BRIEF: Find "Expected: one point per instance of the glass" in the data below; transcribe the line it appears on and each line after it, exactly, to the end, and nothing else.

----------

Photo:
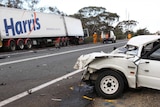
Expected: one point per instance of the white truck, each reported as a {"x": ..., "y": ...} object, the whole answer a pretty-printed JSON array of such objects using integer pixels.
[
  {"x": 21, "y": 29},
  {"x": 134, "y": 65}
]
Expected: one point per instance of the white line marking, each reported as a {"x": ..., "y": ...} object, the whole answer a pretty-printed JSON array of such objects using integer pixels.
[
  {"x": 23, "y": 94},
  {"x": 45, "y": 56}
]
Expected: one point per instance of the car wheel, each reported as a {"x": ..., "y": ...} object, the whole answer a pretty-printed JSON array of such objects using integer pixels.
[{"x": 109, "y": 84}]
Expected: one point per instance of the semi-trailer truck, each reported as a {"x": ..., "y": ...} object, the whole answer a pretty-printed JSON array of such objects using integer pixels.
[{"x": 21, "y": 29}]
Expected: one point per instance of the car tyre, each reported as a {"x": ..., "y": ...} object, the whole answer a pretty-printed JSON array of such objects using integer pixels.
[{"x": 109, "y": 84}]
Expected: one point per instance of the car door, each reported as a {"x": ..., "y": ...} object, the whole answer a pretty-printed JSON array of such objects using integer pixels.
[{"x": 149, "y": 70}]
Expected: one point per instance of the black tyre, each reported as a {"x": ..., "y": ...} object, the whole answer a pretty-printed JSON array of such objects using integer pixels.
[
  {"x": 12, "y": 46},
  {"x": 21, "y": 45},
  {"x": 28, "y": 44},
  {"x": 109, "y": 84}
]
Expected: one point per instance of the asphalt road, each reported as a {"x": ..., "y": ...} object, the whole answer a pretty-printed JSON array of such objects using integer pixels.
[{"x": 35, "y": 78}]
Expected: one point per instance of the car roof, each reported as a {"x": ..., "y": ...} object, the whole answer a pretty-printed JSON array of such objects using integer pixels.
[{"x": 142, "y": 40}]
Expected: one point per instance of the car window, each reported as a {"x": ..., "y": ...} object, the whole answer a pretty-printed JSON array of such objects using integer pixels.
[
  {"x": 155, "y": 55},
  {"x": 147, "y": 48}
]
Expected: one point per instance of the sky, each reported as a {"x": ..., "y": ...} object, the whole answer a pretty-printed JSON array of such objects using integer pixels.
[{"x": 145, "y": 12}]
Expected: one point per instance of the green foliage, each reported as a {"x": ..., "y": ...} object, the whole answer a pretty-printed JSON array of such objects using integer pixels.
[{"x": 96, "y": 19}]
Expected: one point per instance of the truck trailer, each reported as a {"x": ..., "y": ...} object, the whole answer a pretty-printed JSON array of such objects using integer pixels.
[{"x": 21, "y": 29}]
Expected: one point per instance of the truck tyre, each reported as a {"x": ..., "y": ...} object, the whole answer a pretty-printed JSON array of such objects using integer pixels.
[
  {"x": 28, "y": 44},
  {"x": 109, "y": 84},
  {"x": 12, "y": 46},
  {"x": 20, "y": 44}
]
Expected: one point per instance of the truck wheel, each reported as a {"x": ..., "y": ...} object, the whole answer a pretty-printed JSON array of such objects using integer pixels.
[
  {"x": 20, "y": 44},
  {"x": 28, "y": 44},
  {"x": 12, "y": 46},
  {"x": 109, "y": 84}
]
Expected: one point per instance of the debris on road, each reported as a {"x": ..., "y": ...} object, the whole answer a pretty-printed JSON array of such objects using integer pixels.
[
  {"x": 88, "y": 98},
  {"x": 56, "y": 99}
]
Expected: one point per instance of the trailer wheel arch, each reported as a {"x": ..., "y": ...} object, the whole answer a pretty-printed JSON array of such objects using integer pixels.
[
  {"x": 28, "y": 43},
  {"x": 20, "y": 44},
  {"x": 10, "y": 44}
]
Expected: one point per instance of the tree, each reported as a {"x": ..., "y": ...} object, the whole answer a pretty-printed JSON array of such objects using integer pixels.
[
  {"x": 96, "y": 19},
  {"x": 127, "y": 25},
  {"x": 13, "y": 3},
  {"x": 143, "y": 31},
  {"x": 31, "y": 4}
]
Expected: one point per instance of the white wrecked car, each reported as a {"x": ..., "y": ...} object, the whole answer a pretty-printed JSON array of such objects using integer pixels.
[{"x": 134, "y": 65}]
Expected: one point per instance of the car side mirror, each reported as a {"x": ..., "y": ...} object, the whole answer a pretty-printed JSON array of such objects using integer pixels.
[{"x": 114, "y": 48}]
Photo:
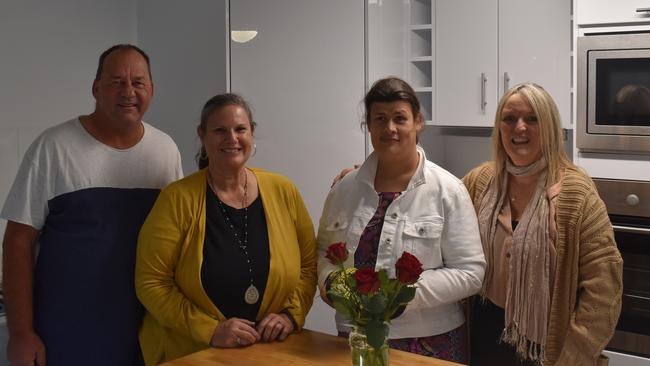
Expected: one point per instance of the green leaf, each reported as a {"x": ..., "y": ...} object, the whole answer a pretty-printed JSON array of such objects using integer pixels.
[
  {"x": 342, "y": 305},
  {"x": 405, "y": 295},
  {"x": 376, "y": 304},
  {"x": 376, "y": 332}
]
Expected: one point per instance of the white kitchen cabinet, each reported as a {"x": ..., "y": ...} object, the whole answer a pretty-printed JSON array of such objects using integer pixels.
[
  {"x": 482, "y": 47},
  {"x": 465, "y": 62},
  {"x": 420, "y": 51},
  {"x": 608, "y": 12},
  {"x": 535, "y": 45},
  {"x": 400, "y": 43}
]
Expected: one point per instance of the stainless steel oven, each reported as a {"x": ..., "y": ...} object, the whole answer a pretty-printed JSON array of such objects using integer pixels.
[
  {"x": 628, "y": 205},
  {"x": 613, "y": 93}
]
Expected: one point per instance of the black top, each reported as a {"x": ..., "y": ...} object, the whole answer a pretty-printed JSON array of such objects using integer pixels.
[{"x": 224, "y": 272}]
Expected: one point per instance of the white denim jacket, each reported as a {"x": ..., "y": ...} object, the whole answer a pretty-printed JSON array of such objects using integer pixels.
[{"x": 434, "y": 219}]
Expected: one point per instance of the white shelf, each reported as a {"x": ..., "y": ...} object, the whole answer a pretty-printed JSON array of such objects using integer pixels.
[
  {"x": 421, "y": 42},
  {"x": 421, "y": 11},
  {"x": 421, "y": 26},
  {"x": 426, "y": 103}
]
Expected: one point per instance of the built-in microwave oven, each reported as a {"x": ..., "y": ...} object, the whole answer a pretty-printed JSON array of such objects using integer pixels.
[{"x": 613, "y": 93}]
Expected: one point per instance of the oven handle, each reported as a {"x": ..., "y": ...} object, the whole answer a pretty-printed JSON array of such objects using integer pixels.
[{"x": 630, "y": 229}]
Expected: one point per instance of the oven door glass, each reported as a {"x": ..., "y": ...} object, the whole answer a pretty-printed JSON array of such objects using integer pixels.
[
  {"x": 620, "y": 103},
  {"x": 633, "y": 329}
]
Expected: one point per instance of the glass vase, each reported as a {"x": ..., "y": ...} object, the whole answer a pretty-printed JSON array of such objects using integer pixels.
[{"x": 364, "y": 354}]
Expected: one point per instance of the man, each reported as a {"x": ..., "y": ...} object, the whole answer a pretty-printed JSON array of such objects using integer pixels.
[{"x": 81, "y": 194}]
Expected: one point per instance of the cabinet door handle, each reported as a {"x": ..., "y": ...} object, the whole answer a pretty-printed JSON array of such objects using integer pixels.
[{"x": 483, "y": 82}]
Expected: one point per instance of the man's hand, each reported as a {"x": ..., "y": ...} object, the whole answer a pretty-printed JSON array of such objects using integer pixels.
[
  {"x": 275, "y": 327},
  {"x": 234, "y": 332},
  {"x": 26, "y": 350},
  {"x": 343, "y": 173}
]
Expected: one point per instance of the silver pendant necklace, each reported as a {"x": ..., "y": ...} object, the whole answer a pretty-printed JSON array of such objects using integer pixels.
[{"x": 251, "y": 295}]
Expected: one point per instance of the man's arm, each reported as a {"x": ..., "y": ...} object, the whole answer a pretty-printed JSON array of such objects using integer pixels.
[{"x": 25, "y": 347}]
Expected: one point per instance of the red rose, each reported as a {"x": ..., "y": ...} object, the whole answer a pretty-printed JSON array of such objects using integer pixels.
[
  {"x": 337, "y": 253},
  {"x": 367, "y": 281},
  {"x": 408, "y": 269}
]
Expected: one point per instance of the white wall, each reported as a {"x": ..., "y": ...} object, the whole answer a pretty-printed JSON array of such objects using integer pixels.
[{"x": 187, "y": 44}]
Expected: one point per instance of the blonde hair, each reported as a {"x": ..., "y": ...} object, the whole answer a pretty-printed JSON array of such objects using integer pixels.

----------

SOLUTION TO THE EXERCISE:
Expected: one point per instance of the glass vase, each reported as a {"x": ..., "y": ...} object, the whole answer a pretty-printed JSON array of such objects using integer pixels.
[{"x": 364, "y": 354}]
Expected: one point per instance of the man, each reported as a {"x": ..., "y": ...} object, the whole answer a pretty-printed JSON array of such objects using integer pixels.
[{"x": 81, "y": 194}]
Expected: one point per instance of the cabinet door handle, each reported as a {"x": ..., "y": ...} object, the whole answer a pretty-printed JSON array of such objects using integer pixels.
[{"x": 483, "y": 82}]
Expected: one point per instance of the man's hand, each reported as a {"x": ..., "y": ...} object, the whole answer a pretty-printed JSON array of such objects using integer pixels.
[
  {"x": 275, "y": 327},
  {"x": 234, "y": 332},
  {"x": 26, "y": 350},
  {"x": 343, "y": 173}
]
Expected: one point per instance of the silver pendant necklace, each reported as a {"x": ..., "y": ...} object, the whole answer a pretty-printed JSON array of such objects using integer pixels.
[{"x": 251, "y": 295}]
Expected: one point per instance of the man's arm, each reported as a {"x": ..., "y": ...} object, the whole answer a pretty-printed JSON array of such objects using integer pixels.
[{"x": 25, "y": 347}]
Expected: one point per instance of the red rose, each reported as a {"x": ..., "y": ...} object, the whole answer a pretty-printed JSON array of such objects using integer pixels.
[
  {"x": 337, "y": 253},
  {"x": 367, "y": 281},
  {"x": 408, "y": 269}
]
Expected: one point per instance of the white wall, each reported as a {"x": ..., "y": ...} object, the whole answer a pretty-printed JSON array of such objects using integer pixels.
[{"x": 187, "y": 44}]
Expected: one point per instance of the blonde hair, each reported as a {"x": ..., "y": ...} object, the whole answer a pretty-printed JSON array of such objects using integer pixels.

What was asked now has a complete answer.